- **What you need to do**
A: In the article on AI and messy datasets, what share of respondents in the RELEX survey ranked data quality as the biggest challenge in implementing AI in retail and supply chain management?
B: From the article on AI and messy datasets, set down the part that opens with the words containing "The pervading assumptions" and closes with "inputs and outputs.".

** start of Quoted passage **

Use AI to make messy datasets useful, not perfect

Nov 1, 2024 • 5 min

One RELEX survey showed that 56% of respondents ranked data quality as the biggest challenge in implementing AI in retail and supply chain management.

This is no surprise. Data quality is one of the key pillars of data governance, and most people looking into AI implementations are aware of its importance. “AI is only as good as the data it’s trained on,” as the saying goes. But this maxim isn’t complete or nuanced.

The pervading assumptions about AI and data raise two issues. First, most people see the connection between the two as unidirectional, with data feeding AI. Really, this link should be a two-way street, with each component supporting and refining the other. In other words, you can deploy AI to improve its inputs and outputs.

The second issue is analysis paralysis. Planning leaders must deal with real-world datasets. These datasets are messy and chaotic and sometimes exhibit unexplainable behaviors. This problem can seem insurmountable. The temptation is either to assume nothing can be done and accept sub-optimal processes or to be hamstrung by unrealistic data goals, thinking that data must be perfect to be usable and aiming for quality that can only exist as a theoretical ideal.

** end of Quoted passage **
** start of Data listing **

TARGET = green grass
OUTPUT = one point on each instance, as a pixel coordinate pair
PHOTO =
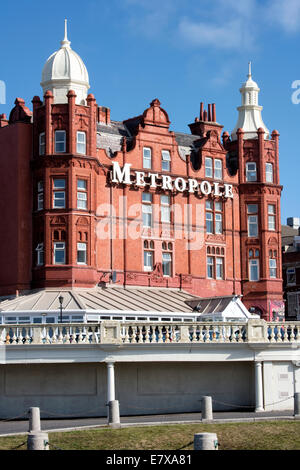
(263, 435)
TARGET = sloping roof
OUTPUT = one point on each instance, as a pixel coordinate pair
(287, 235)
(102, 299)
(210, 305)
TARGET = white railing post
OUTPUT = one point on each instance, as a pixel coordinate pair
(258, 387)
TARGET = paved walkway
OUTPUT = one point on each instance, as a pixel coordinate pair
(21, 427)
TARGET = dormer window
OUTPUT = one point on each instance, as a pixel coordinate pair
(42, 143)
(166, 159)
(60, 141)
(147, 158)
(81, 142)
(251, 172)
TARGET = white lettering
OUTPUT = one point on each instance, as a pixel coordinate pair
(228, 190)
(167, 182)
(217, 189)
(295, 95)
(140, 178)
(180, 184)
(153, 177)
(119, 176)
(193, 185)
(122, 175)
(206, 188)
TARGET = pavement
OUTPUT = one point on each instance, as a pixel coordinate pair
(15, 427)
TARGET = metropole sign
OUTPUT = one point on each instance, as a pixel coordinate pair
(123, 175)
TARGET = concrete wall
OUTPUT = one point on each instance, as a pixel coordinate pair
(62, 390)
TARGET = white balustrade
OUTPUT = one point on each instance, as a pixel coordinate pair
(149, 333)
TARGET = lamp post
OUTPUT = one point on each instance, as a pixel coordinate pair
(61, 299)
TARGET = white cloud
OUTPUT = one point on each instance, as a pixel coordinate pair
(286, 13)
(231, 35)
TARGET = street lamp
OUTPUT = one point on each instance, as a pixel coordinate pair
(61, 299)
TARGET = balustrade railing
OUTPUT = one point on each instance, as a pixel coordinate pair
(150, 333)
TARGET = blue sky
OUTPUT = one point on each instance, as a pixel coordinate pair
(181, 52)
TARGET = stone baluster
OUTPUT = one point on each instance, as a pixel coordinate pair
(147, 334)
(19, 335)
(14, 336)
(126, 335)
(167, 339)
(48, 337)
(159, 334)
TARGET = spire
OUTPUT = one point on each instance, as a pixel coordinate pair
(65, 42)
(249, 71)
(250, 118)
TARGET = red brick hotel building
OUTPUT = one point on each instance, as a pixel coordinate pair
(89, 201)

** end of Data listing **

- **Answers to each task**
A: 56%

B:
The pervading assumptions about AI and data raise two issues. First, most people see the connection between the two as unidirectional, with data feeding AI. Really, this link should be a two-way street, with each component supporting and refining the other. In other words, you can deploy AI to improve its inputs and outputs.